• **Excerpt provided**
The Use, Abuse And Cross-Examination Of The Bicycle “Expert”07/01/2021 | Plaintiff Magazine
You represent a bicyclist who suffered serious injuries after she was struck by a car. The liability case seems excellent – a careless driver going the same direction as your client passed too close and struck her, running her over. Your client was wearing a high-visibility jersey and riding in the bike lane. Sure, your client had earbuds in, but how is that relevant? The case is going well and it’s time for expert disclosure. The defense discloses a bicycle expert. His resume looks impressive: a former professional cyclist who has been retained dozens of times to testify by both plaintiffs and defendants. Your first instinct is to find another bike expert to rebut whatever the defense bike expert says and to defend your client.
But let’s pause and think this through. Why does this case require a bike expert? And does retaining another bike expert to rebut the defense expert improve your chances of winning? Or does it just increase costs and, worse, focus the jury’s attention on your client’s actions (and inactions)?

• **Written request 1**
Can you transcribe the records word for word, starting at the line that contains "of the wide-brimmed" and ending at the final line of the records?
The article and the records have no connection to each other.

Object point labels:
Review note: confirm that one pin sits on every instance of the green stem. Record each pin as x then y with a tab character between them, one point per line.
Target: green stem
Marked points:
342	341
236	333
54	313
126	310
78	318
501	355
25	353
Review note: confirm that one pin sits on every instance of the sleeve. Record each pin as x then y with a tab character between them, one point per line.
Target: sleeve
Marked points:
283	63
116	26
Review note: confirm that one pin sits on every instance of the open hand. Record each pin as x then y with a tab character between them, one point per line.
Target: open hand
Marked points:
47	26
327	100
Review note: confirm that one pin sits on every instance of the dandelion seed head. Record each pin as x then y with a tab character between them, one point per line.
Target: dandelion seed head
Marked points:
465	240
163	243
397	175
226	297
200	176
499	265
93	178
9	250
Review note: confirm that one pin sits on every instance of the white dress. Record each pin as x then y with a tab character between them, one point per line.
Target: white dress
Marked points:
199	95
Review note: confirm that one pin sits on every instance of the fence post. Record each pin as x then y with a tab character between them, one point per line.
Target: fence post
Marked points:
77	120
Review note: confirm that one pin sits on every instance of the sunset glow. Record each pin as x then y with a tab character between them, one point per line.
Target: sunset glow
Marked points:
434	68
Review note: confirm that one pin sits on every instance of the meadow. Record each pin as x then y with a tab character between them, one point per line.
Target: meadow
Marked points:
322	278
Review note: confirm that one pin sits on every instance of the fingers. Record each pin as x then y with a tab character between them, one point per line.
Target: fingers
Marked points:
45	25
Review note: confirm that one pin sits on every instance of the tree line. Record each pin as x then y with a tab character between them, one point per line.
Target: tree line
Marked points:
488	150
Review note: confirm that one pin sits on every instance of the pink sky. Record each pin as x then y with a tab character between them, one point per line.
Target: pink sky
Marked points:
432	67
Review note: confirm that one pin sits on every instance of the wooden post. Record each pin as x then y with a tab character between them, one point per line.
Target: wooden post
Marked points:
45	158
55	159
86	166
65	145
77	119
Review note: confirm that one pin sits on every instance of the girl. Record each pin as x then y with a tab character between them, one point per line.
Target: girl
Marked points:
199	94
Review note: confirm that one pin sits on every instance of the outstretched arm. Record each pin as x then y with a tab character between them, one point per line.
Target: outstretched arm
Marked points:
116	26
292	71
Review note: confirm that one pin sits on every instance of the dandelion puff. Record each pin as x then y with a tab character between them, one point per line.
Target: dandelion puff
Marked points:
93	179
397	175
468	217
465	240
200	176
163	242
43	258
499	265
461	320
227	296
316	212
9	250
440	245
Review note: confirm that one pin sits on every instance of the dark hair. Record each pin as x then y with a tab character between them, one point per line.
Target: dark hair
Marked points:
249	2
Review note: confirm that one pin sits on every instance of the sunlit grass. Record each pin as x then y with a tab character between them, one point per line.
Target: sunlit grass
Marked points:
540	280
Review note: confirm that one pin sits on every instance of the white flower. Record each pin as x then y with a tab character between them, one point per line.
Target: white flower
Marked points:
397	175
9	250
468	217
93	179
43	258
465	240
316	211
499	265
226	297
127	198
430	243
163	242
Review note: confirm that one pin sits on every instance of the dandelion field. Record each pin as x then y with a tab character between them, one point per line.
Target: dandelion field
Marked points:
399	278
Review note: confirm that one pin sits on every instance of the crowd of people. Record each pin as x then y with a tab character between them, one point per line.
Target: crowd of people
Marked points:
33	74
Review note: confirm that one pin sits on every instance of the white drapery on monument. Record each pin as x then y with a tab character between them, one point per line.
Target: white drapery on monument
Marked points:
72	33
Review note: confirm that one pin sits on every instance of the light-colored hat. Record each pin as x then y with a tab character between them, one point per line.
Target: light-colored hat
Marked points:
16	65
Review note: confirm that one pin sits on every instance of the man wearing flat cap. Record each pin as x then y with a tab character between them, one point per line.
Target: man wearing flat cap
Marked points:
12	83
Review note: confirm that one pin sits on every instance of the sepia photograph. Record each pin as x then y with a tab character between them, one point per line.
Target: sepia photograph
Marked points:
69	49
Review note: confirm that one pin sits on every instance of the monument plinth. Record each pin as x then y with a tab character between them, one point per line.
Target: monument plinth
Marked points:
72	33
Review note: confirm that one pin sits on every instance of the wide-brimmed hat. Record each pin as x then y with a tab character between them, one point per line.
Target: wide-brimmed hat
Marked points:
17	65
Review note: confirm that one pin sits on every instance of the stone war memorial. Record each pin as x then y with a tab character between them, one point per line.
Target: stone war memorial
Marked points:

• **Written request 2**
Can you restate word for word the passage of the bicycle expert article starting at "But let’s pause" and ending at "actions (and inactions)?"?

• **Reply 1**
Review note: confirm that one pin sits on every instance of the wide-brimmed hat. Record each pin as x then y with a tab character between them, one point per line.
Target: wide-brimmed hat
Marked points:
17	65
Review note: confirm that one pin sits on every instance of the stone war memorial. Record each pin as x then y with a tab character between them, one point per line.
Target: stone war memorial
Marked points:

• **Reply 2**
But let’s pause and think this through. Why does this case require a bike expert? And does retaining another bike expert to rebut the defense expert improve your chances of winning? Or does it just increase costs and, worse, focus the jury’s attention on your client’s actions (and inactions)?